Salah satu yang dibanggakan manusia saat ini adalah kemampuan dan keahlian dalam berbicara. Seminar-seminar diadakan untuk memberikan ilmu pengetahuan tentang berbicara di hadapan khalayak ramai. Ilmu retorika yang mampu menyihir pendengarnya sampai-sampai mereka menyimpulkan ketinggian ilmu adalah dengan banyaknya ucapan dan pembicaraan yang disampaikan. Bahkan di antara mereka ada yang beranggapan bahwa keilmuan yang ada pada para pengkhotbah zaman belakangan jauh lebih tinggi daripada para ulama zaman dahulu. Sementara para ulama telah menyibukkan diri mereka menuntut ilmu (alquran dan assunnah) dan mengajarkannya kepada umat daripada duduk dalam majelis yang berisi debat kusir atau khotbah-khotbah panjang yang kosong makna.
Orang-orang yang suka berbicara itu mengisi majelis-majelis yang sangat diminati oleh manusia, maka hadis pun menjadi hasil diskusi dan ayat menjadi asal nyangkut. Naudzubillahi min dzalik. Bahkan manusia-manusia yang duduk di dalamnya adalah manusia-manusia yang memang suka dengan pembicaraan-pembicaraan yang tak jelas, senang mendebat, menjatuhkan pendapat, kepingin memenangkan opini, tidak peduli dengan dalil dan kebenaran, bahkan mengusung kenisbian akan kebenaran dan kebaikan. Padahal sudah jelas bahwa yang benar itu baik, sedangkan yang baik itu belum tentu benar, dan tidak selalu yang baik dan benar itu disukai.

**DAFTAR KEGIATAN:**
(A) Salin teks tentang kegemaran berbicara di atas tanpa perubahan, yaitu seluruh bagian mulai dari "Salah satu yang" sampai dengan "yang kosong makna.".
(B) Lanjutkan teks tentang kegemaran berbicara di atas, dimulai tepat sesudah kalimat terakhirnya.

**CUPLIKAN DATA:**
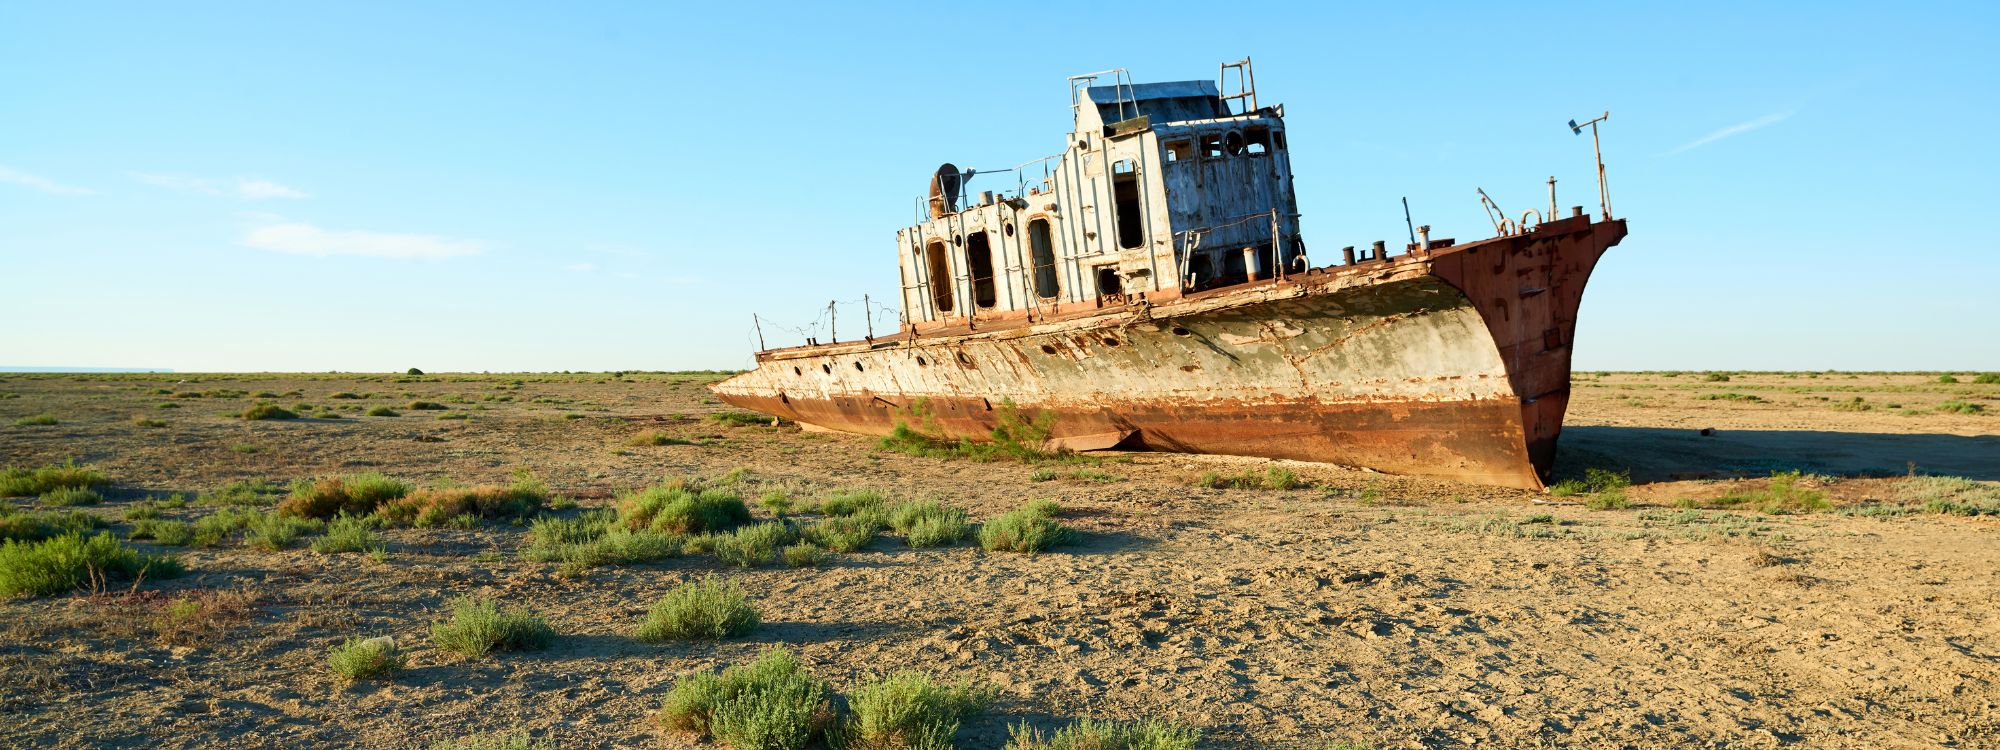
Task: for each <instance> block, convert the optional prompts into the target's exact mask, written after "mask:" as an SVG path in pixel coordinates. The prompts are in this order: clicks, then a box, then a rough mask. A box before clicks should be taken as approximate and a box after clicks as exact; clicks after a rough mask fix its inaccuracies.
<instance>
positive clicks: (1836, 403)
mask: <svg viewBox="0 0 2000 750" xmlns="http://www.w3.org/2000/svg"><path fill="white" fill-rule="evenodd" d="M178 380H190V382H178ZM398 380H406V382H398ZM702 382H706V378H704V376H664V374H632V376H624V378H612V376H426V378H420V380H412V378H400V376H0V418H4V420H0V462H4V464H16V466H20V464H40V462H54V460H66V458H76V460H80V462H92V464H98V466H100V468H104V470H106V472H108V474H112V476H114V478H116V482H118V486H116V490H114V492H112V498H110V502H106V504H102V506H96V508H90V510H92V512H98V514H104V516H106V518H110V520H114V522H116V520H118V518H120V512H122V508H124V506H128V504H130V502H134V500H140V498H144V496H160V494H170V492H186V494H192V492H202V490H208V488H214V486H218V484H222V482H226V480H232V478H260V476H262V478H274V480H290V478H300V476H322V474H344V472H362V470H378V472H386V474H392V476H400V478H408V480H414V482H440V480H458V482H502V480H506V476H508V474H510V472H512V470H514V468H520V466H526V468H532V470H534V472H536V474H540V476H542V478H546V480H548V482H550V484H552V486H554V488H556V490H558V492H564V494H570V496H574V498H580V500H582V504H584V506H586V508H588V506H598V504H606V502H610V496H612V494H616V492H622V490H628V488H638V486H646V484H652V482H658V480H660V478H664V476H676V474H692V476H720V474H724V472H728V470H734V468H748V472H750V474H748V478H746V480H744V486H742V490H744V492H746V494H748V496H756V494H762V492H764V490H766V488H786V490H792V492H800V494H806V496H810V494H814V492H824V490H832V488H860V486H866V488H880V490H886V492H892V494H898V496H940V498H944V500H946V502H952V504H958V506H964V508H968V510H970V512H972V514H974V518H984V516H990V514H998V512H1004V510H1010V508H1014V506H1018V504H1020V502H1024V500H1030V498H1056V500H1060V502H1062V504H1064V508H1066V510H1068V512H1066V516H1064V522H1066V524H1070V526H1072V528H1078V530H1080V532H1084V534H1082V542H1080V544H1076V546H1070V548H1062V550H1060V552H1052V554H1040V556H1020V554H986V552H980V550H978V548H976V546H956V548H944V550H908V548H902V544H900V540H896V538H884V540H878V542H876V544H874V546H872V548H868V550H862V552H858V554H850V556H838V558H836V560H834V562H832V564H830V566H828V568H820V570H788V568H758V570H734V568H722V566H718V564H716V562H714V560H712V558H708V556H690V558H678V560H668V562H660V564H642V566H616V568H596V570H592V572H590V574H586V576H582V578H560V576H556V570H554V566H548V564H536V562H522V560H520V558H518V556H516V550H518V548H520V546H522V544H524V542H526V532H524V530H522V528H516V526H508V524H488V526H482V528H478V530H392V532H386V536H388V538H390V542H392V544H390V550H388V556H386V560H382V562H370V560H364V558H358V556H320V554H314V552H310V550H302V548H298V550H288V552H258V550H252V548H238V546H224V548H210V550H188V552H182V560H184V562H186V564H188V568H190V574H188V576H184V578H178V580H170V582H160V584H148V586H144V590H142V592H140V594H124V592H108V594H102V596H62V598H18V600H10V602H0V744H4V746H62V748H98V746H122V748H152V746H160V748H206V746H242V748H298V746H368V748H402V746H426V744H430V742H436V740H450V738H462V736H468V734H480V732H528V734H532V736H536V738H546V740H550V742H554V744H558V746H566V748H568V746H580V748H598V746H618V748H654V746H668V748H682V746H694V742H692V740H690V738H684V736H676V734H666V732H662V730H658V728H656V726H654V724H652V722H650V720H648V714H650V712H652V710H654V708H656V706H658V700H660V696H662V694H664V692H666V690H668V688H670V686H672V682H674V678H676V674H682V672H688V670H700V668H714V666H722V664H734V662H742V660H748V658H752V656H754V654H756V652H760V650H764V648H768V646H772V644H786V646H790V648H794V650H796V652H798V654H800V656H802V658H804V660H806V662H808V664H810V666H812V670H814V672H816V674H818V676H822V678H826V680H830V682H834V686H836V688H840V686H850V684H854V682H858V680H864V678H868V676H872V674H880V672H886V670H894V668H922V670H930V672H938V674H944V676H952V678H970V680H982V682H992V684H996V686H1000V700H998V702H996V704H994V706H992V710H990V712H988V714H986V716H982V718H978V720H974V722H970V724H968V726H966V728H964V730H962V732H960V738H958V746H962V748H998V746H1000V744H1002V742H1004V740H1006V726H1008V724H1016V722H1024V720H1026V722H1030V724H1040V726H1054V724H1056V722H1064V720H1070V718H1078V716H1094V718H1126V720H1130V718H1166V720H1176V722H1184V724H1192V726H1200V728H1202V730H1204V746H1212V748H1320V746H1324V744H1326V742H1332V740H1354V742H1366V744H1372V746H1378V748H1450V746H1502V748H1512V746H1592V748H1596V746H1618V748H1658V746H1718V748H1720V746H1732V748H1736V746H1740V748H1766V746H1812V748H1936V746H1948V748H1992V746H2000V684H1996V682H2000V618H1994V602H1996V600H2000V540H1996V534H2000V522H1996V518H1994V516H1984V518H1960V516H1936V514H1908V516H1896V518H1860V516H1848V514H1838V512H1822V514H1804V516H1762V514H1746V512H1718V510H1698V512H1684V510H1674V508H1666V504H1668V502H1670V500H1674V498H1686V496H1714V494H1720V492H1726V490H1730V488H1736V486H1756V484H1758V482H1760V480H1758V478H1760V476H1766V474H1768V472H1770V470H1780V468H1802V470H1806V472H1814V474H1824V476H1820V478H1812V482H1818V484H1822V486H1824V488H1826V490H1828V492H1832V494H1834V496H1836V498H1838V500H1842V502H1854V500H1868V498H1888V496H1890V494H1892V492H1894V486H1896V482H1898V480H1896V478H1874V476H1902V474H1908V472H1910V470H1912V464H1914V468H1916V470H1918V472H1936V474H1958V476H1970V478H1982V480H1996V478H2000V438H1996V432H2000V430H1996V428H2000V416H1994V414H1944V412H1938V410H1934V406H1936V404H1940V402H1946V400H1966V402H1972V404H1982V406H1986V410H1988V412H2000V386H1974V384H1958V386H1948V384H1936V376H1872V374H1864V376H1848V374H1814V376H1808V374H1790V376H1786V374H1766V376H1744V374H1734V376H1732V380H1728V382H1708V380H1704V378H1702V376H1700V374H1596V376H1590V374H1584V376H1580V378H1578V382H1576V398H1574V402H1572V406H1570V414H1572V416H1570V430H1566V434H1564V446H1562V450H1564V460H1562V468H1560V470H1562V472H1564V474H1574V472H1580V470H1582V468H1584V466H1606V468H1630V470H1632V474H1634V478H1636V480H1638V482H1640V484H1638V486H1634V488H1632V492H1630V494H1632V498H1634V500H1636V506H1634V508H1626V510H1586V508H1582V506H1576V504H1548V502H1550V500H1552V498H1548V496H1542V494H1534V492H1520V490H1500V488H1484V486H1468V484H1452V482H1434V480H1416V478H1396V476H1382V474H1370V472H1354V470H1340V468H1330V466H1318V464H1298V462H1282V464H1280V466H1286V468H1290V470H1294V472H1298V474H1300V476H1302V478H1306V480H1310V482H1312V484H1310V486H1306V488H1298V490H1208V488H1196V486H1194V482H1192V480H1194V478H1196V476H1198V474H1202V472H1224V474H1232V472H1242V470H1264V468H1266V466H1272V464H1274V462H1266V460H1248V458H1228V456H1174V454H1112V456H1108V458H1112V460H1110V462H1106V464H1102V466H1096V470H1102V472H1108V474H1114V476H1118V480H1114V482H1090V480H1076V478H1060V480H1052V482H1036V480H1032V472H1034V470H1036V466H1026V464H1014V462H994V464H976V462H964V460H938V458H912V456H902V454H888V452H880V450H878V448H876V444H874V440H868V438H854V436H838V434H812V432H800V430H796V428H790V426H784V428H768V426H720V424H716V422H706V420H702V414H706V412H714V410H720V408H722V406H720V404H716V402H712V400H710V398H708V396H706V392H704V390H702ZM218 388H220V390H244V392H252V394H254V392H264V390H268V392H278V394H286V392H298V394H296V396H282V398H276V402H280V404H294V402H306V404H314V406H320V404H328V406H336V408H364V406H376V404H394V406H402V404H406V402H410V400H418V398H422V400H438V402H446V404H448V406H452V408H454V410H456V412H458V414H466V416H468V418H464V420H440V418H438V414H440V412H416V410H404V412H402V416H394V418H366V416H354V412H352V410H350V412H348V418H342V420H296V422H242V420H236V418H230V416H224V414H226V412H240V410H242V408H244V406H248V404H252V402H254V400H256V398H232V396H228V394H218V396H222V398H168V394H160V392H156V390H182V392H190V390H196V392H198V390H218ZM334 392H356V394H376V398H366V400H330V398H328V396H330V394H334ZM1710 394H1738V396H1758V400H1748V398H1734V400H1732V398H1708V400H1704V398H1702V396H1710ZM1856 396H1860V398H1864V400H1866V404H1868V406H1870V408H1868V410H1848V408H1852V406H1848V408H1840V404H1848V402H1852V398H1856ZM164 402H172V404H180V406H178V408H156V404H164ZM1890 404H1896V406H1890ZM40 412H48V414H54V416H58V418H60V422H62V424H58V426H14V420H16V418H20V416H26V414H40ZM136 418H154V420H162V422H166V426H158V428H146V426H136V422H134V420H136ZM640 428H654V430H662V432H668V434H676V436H682V438H694V440H700V442H704V444H702V446H656V448H630V446H626V444H624V440H626V438H628V436H630V434H634V432H636V430H640ZM1702 428H1714V430H1716V434H1712V436H1702V434H1700V430H1702ZM1064 470H1068V468H1064ZM12 502H14V504H18V506H28V504H30V502H28V500H12ZM202 512H206V510H204V508H194V506H190V508H186V510H174V512H170V514H168V516H170V518H194V516H198V514H202ZM1538 516H1546V518H1538ZM112 528H114V530H120V532H122V530H124V528H126V526H122V524H114V526H112ZM706 572H724V574H726V576H730V578H734V580H740V582H742V584H744V586H746V588H748V590H750V592H752V594H754V596H756V598H758V602H760V606H762V608H764V620H766V626H764V628H762V630H758V632H756V634H754V636H750V638H744V640H730V642H722V644H678V646H650V644H640V642H634V640H630V638H628V632H630V628H632V626H634V624H636V622H638V618H640V614H642V612H644V610H646V606H648V604H650V602H652V600H654V598H658V594H662V592H664V590H668V588H670V586H674V584H676V582H682V580H688V578H690V576H702V574H706ZM200 592H208V594H200ZM216 592H220V594H216ZM466 592H480V594H492V596H500V598H504V600H508V602H518V604H528V606H532V608H536V610H540V612H544V614H546V616H548V618H550V620H552V622H554V626H556V628H558V630H560V632H562V636H560V638H558V640H556V644H554V646H552V648H548V650H544V652H528V654H504V656H498V658H490V660H482V662H460V660H456V658H452V656H448V654H444V652H440V650H436V648H432V646H430V644H428V636H426V634H428V624H430V622H432V620H436V618H440V616H442V610H444V606H446V602H448V600H450V598H454V596H458V594H466ZM190 594H200V596H226V598H236V600H240V602H244V606H242V614H240V616H236V618H232V620H224V622H216V624H212V626H210V628H208V630H200V632H182V634H166V636H162V634H160V632H158V628H156V626H154V622H156V620H158V616H160V610H162V608H164V602H166V600H170V598H174V596H190ZM356 634H364V636H376V634H388V636H394V638H396V640H398V642H402V644H404V646H406V648H410V670H408V672H404V674H402V676H398V678H396V680H392V682H386V684H376V682H362V684H356V686H340V684H336V682H334V680H332V676H330V674H328V670H326V648H328V646H332V644H336V642H340V640H344V638H348V636H356Z"/></svg>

**JAWABAN LATIHAN:**
(A)
Salah satu yang dibanggakan manusia saat ini adalah kemampuan dan keahlian dalam berbicara. Seminar-seminar diadakan untuk memberikan ilmu pengetahuan tentang berbicara di hadapan khalayak ramai. Ilmu retorika yang mampu menyihir pendengarnya sampai-sampai mereka menyimpulkan ketinggian ilmu adalah dengan banyaknya ucapan dan pembicaraan yang disampaikan. Bahkan di antara mereka ada yang beranggapan bahwa keilmuan yang ada pada para pengkhotbah zaman belakangan jauh lebih tinggi daripada para ulama zaman dahulu. Sementara para ulama telah menyibukkan diri mereka menuntut ilmu (alquran dan assunnah) dan mengajarkannya kepada umat daripada duduk dalam majelis yang berisi debat kusir atau khotbah-khotbah panjang yang kosong makna.

(B)
Barangkali dua tangkai peribahasa kuna ini sudah tidak ada di dalam pelajaran sekolah dan membekas di dalam hati sanubari mereka: “Ikutilah ilmu padi, makin berisi makin merunduk” dan “Tong kosong nyaring bunyinya”. Barangkali mereka tidak menyimak bagaimana Abdullah Ibnu Mas’ud radiyallahu anhu berkata: ” Sesungguhnya di masa kalian ini masih banyak ulamanya dan sedikit pengkhotbahnya. Akan datang suatu masa di mana sedikit ulamanya sedangkan banyak para pengkhotbahnya.” Barangkali juga mereka tidak memerhatikan bahwa tidaklah Rasulullah salallahu alaihi wasalam berkata-kata kecuali dapat dihitung jumlah kata-katanya karena saking sedikitnya beliau berbicara namun begitu dalam makna yang terkandung di dalamnya.
Oleh karenanya Nabiyullah Muhammad pernah berpesan: “Barangsiapa yang beriman kepada Allah dan hari akhir, hendaklah ia berkata-kata yang baik atau (lebih baik) diam.”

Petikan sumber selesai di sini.